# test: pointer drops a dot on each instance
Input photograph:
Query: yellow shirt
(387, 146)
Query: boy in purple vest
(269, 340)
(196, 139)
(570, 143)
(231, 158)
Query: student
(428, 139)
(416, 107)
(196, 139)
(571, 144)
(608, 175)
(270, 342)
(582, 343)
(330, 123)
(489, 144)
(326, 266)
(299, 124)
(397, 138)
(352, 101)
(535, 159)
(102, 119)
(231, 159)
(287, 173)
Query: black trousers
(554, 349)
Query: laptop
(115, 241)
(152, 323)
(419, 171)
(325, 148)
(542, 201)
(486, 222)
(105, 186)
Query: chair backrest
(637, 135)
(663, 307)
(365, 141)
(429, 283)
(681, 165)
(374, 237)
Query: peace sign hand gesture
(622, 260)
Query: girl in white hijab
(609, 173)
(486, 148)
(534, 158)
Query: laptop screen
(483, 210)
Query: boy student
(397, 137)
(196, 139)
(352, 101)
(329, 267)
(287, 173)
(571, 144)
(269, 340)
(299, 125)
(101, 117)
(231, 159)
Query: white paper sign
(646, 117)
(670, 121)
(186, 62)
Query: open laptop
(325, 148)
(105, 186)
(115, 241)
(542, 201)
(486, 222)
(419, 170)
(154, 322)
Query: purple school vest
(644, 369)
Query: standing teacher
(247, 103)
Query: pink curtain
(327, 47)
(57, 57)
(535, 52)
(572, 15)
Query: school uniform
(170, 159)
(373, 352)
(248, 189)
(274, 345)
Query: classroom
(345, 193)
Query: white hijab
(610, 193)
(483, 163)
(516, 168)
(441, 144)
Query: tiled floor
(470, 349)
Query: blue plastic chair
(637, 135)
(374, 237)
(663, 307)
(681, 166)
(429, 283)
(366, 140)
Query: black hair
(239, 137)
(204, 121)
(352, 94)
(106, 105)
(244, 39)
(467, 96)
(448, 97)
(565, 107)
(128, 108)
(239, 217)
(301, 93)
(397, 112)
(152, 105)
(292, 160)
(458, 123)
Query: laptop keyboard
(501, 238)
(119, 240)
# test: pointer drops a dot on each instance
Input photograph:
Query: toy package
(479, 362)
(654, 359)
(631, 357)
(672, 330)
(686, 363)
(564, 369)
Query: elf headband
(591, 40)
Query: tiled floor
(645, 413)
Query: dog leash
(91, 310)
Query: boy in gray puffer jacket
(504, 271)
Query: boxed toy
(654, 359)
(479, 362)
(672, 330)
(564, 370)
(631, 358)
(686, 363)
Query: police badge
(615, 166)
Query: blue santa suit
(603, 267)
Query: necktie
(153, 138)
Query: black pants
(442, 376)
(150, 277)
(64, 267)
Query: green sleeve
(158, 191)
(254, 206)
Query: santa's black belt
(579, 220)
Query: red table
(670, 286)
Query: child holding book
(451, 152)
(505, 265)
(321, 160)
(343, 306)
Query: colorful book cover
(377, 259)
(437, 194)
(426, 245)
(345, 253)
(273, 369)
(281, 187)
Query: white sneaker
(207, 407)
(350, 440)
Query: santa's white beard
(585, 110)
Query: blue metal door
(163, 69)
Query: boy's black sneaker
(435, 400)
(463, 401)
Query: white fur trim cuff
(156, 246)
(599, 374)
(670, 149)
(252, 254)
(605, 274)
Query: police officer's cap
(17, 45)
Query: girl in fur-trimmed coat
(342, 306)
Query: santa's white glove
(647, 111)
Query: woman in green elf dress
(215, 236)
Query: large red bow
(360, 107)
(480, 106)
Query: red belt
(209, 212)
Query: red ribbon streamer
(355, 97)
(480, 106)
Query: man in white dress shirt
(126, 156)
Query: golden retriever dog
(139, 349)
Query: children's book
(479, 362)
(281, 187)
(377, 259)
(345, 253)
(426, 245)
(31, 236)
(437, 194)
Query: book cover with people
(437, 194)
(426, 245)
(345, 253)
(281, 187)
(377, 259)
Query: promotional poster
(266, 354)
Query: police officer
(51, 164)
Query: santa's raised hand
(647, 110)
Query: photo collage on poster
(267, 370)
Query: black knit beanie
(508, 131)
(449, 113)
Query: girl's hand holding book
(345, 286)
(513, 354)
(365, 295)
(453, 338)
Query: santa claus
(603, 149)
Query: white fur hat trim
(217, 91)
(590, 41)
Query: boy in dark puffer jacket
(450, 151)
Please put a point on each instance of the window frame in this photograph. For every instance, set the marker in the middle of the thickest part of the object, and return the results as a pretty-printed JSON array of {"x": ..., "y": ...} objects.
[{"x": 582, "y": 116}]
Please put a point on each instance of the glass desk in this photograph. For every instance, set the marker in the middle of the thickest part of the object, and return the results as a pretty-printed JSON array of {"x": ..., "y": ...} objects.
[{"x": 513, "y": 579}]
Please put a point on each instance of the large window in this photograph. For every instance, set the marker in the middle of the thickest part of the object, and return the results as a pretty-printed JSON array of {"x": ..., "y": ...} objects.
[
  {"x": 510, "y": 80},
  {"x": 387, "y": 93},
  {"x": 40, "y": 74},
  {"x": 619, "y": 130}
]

-*-*-

● Exercise description
Only the lines from the one that contains "Query: boy in dark puffer jacket" to the end of the data should be output, exactly as they appear.

● Task answer
Query: boy in dark puffer jacket
(450, 151)
Please put a point on each instance of the window frame in this photograph. For every instance, set the marker in the middle of the thickest part of the object, and return the results as a pretty-printed JSON array of {"x": ..., "y": ...} objects.
[{"x": 582, "y": 116}]
Please put a point on each instance of the glass desk in this photograph. For every instance, set the marker in the middle of the thickest part of the object, and return the results as a pretty-printed JSON array of {"x": ..., "y": ...} objects.
[{"x": 513, "y": 579}]
Please put a point on each instance of the large window in this photograph. For every instance, set the marker in the middle of the thickest part of the object, and return the results as a pretty-printed JSON array of {"x": ..., "y": ...} objects.
[
  {"x": 510, "y": 80},
  {"x": 387, "y": 93},
  {"x": 40, "y": 74},
  {"x": 619, "y": 130}
]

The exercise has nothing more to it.